WHAT NEEDS TO BE DONE -
Word for word, and with pictures excluded, copy out all the records that follow.

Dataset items
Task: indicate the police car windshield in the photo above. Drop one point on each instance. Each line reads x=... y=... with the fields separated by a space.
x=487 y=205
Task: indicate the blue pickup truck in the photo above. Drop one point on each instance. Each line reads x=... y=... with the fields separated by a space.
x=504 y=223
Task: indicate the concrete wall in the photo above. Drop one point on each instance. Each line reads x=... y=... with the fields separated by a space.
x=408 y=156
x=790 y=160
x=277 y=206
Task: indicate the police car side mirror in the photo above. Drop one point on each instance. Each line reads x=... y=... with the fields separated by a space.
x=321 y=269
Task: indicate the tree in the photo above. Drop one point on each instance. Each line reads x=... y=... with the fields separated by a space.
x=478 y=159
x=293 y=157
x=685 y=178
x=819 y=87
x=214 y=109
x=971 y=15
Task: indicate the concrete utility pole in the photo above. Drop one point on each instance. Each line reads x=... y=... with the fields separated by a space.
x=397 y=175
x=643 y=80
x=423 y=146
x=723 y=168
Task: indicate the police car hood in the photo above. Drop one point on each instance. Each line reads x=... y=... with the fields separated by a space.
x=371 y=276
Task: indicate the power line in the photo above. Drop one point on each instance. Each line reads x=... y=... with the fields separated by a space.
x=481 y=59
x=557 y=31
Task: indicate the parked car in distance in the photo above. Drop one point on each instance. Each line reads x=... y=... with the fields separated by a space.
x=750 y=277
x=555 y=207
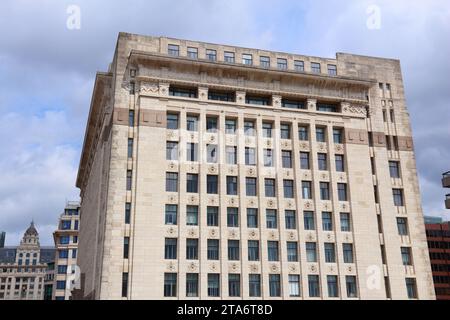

RESULT -
Task: indicate the police car windshield in the photo above. Drop one point on each instance. Each line reads x=... y=... with the fields separated by a space.
x=487 y=205
Task: indicate the blue pickup truck in the photo above. Drop one point on each instance. Each line reads x=... y=... with the fields separated by a space.
x=504 y=223
Task: indicate the concrete wall in the photo above. Drop one point on each instance. Each line reads x=... y=... with the fields separated by a space.
x=408 y=156
x=790 y=160
x=277 y=206
Task: indicate the police car side mirror in the photo above. Drop one point on each instance. Each line reads x=... y=... with the fields separated by a space.
x=321 y=269
Task: indicate the tree in the photo above. Drop one point on each instance. Each line reads x=... y=... with the fields separated by a space.
x=478 y=159
x=293 y=157
x=685 y=178
x=819 y=87
x=214 y=109
x=971 y=15
Task: indicate the concrete utility pole in the photo above. Drop one point on each instance. Each line reads x=... y=... with the fields separated by a space.
x=397 y=175
x=643 y=80
x=423 y=146
x=723 y=168
Task: indicate the police car hood in the photo above. Drop one point on each instance. Each line reads x=... y=... with the fields separated by a space.
x=371 y=276
Task: indicate the power line in the photo above. Drop one point on each instance. Each line reads x=... y=... with the fields separated by a space.
x=481 y=59
x=557 y=31
Task: indicate the parked car in distance in the photo above. Drop one point on each instance. Each line reads x=... y=... with the fields separated by a space.
x=750 y=277
x=555 y=207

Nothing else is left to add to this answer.